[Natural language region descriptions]
#####

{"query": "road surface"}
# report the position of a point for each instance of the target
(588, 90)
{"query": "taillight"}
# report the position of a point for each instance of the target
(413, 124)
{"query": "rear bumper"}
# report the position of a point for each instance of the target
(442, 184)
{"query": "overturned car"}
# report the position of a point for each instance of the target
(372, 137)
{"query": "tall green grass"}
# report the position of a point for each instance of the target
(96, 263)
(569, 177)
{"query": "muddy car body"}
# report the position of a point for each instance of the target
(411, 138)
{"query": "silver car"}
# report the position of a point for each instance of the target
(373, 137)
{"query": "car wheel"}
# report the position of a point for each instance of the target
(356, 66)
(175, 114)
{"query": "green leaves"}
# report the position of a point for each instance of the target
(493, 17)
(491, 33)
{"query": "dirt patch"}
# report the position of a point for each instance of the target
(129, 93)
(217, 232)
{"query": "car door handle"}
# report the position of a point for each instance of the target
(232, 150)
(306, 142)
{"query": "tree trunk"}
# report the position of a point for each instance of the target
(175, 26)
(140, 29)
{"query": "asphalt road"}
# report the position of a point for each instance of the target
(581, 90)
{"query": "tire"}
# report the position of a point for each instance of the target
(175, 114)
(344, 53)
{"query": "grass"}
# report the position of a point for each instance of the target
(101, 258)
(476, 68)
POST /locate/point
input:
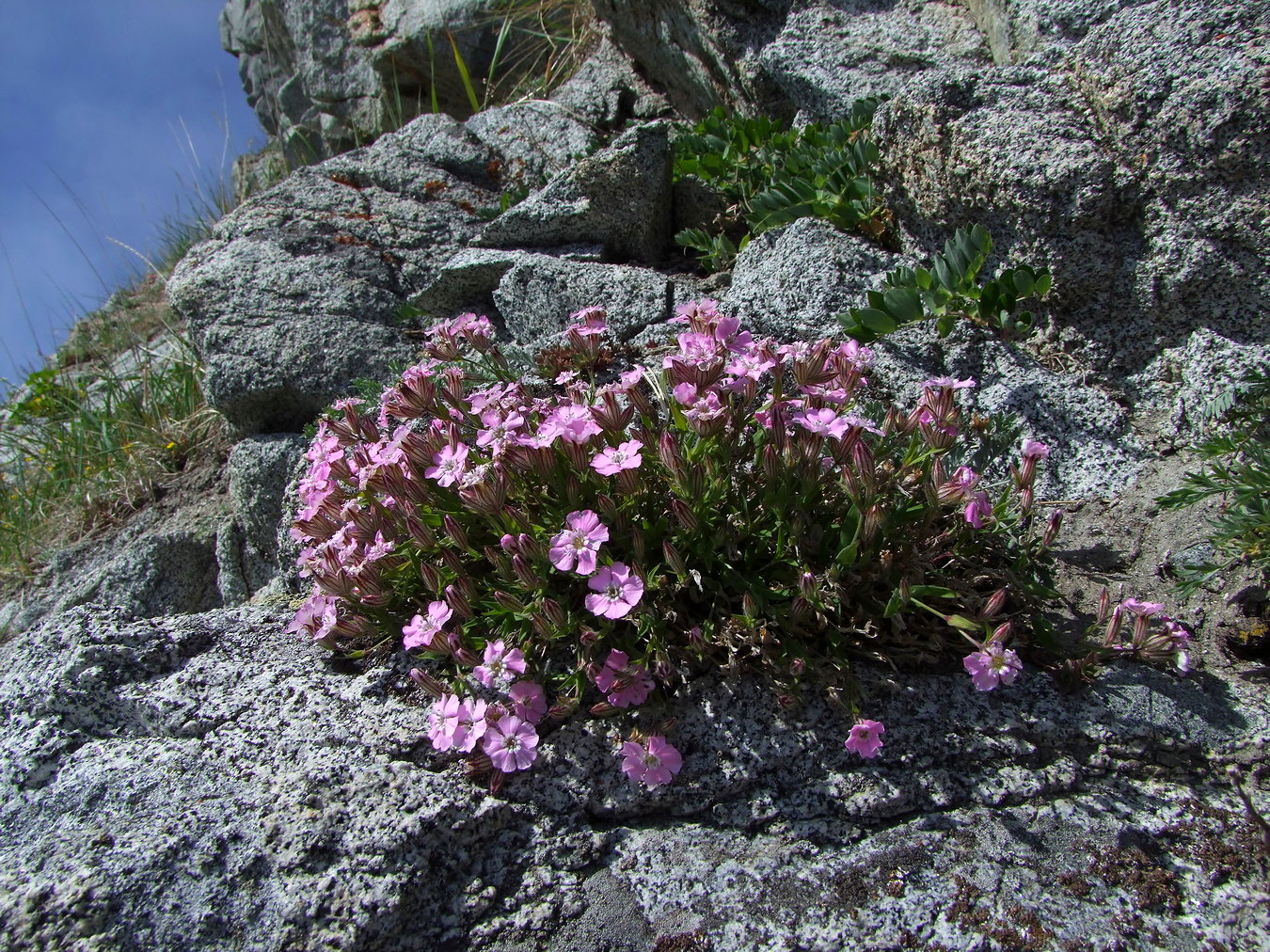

#####

Gather up every line in the data above that contains the word "green", copying each one.

Solution to this task:
{"query": "tall green grass"}
{"query": "green leaves"}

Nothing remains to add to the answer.